What the task requires:
Look through the data below. Collect every line where the word "flower" occurs.

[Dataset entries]
----
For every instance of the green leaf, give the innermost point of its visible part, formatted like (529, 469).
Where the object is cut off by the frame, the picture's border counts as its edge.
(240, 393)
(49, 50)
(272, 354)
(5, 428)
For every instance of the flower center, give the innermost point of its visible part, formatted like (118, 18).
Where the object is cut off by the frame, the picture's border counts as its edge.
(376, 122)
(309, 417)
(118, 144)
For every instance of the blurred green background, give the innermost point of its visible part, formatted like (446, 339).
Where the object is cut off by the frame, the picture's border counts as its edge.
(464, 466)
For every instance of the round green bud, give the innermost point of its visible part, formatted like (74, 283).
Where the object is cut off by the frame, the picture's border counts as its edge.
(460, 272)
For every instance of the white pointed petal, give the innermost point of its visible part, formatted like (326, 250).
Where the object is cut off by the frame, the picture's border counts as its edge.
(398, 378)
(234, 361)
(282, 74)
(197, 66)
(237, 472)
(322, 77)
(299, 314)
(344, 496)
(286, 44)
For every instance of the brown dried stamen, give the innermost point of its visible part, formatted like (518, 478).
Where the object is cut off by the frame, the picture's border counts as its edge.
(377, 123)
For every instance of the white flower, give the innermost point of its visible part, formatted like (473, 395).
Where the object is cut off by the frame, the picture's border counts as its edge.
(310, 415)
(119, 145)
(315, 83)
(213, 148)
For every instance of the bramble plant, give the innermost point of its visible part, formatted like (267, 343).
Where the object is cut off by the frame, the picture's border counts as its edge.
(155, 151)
----
Expected answer:
For every instance of the flower center, give the innermost point of its visible part, formatted like (118, 18).
For every instance of the white flower, give the innermost point of its visible part, formatted like (473, 395).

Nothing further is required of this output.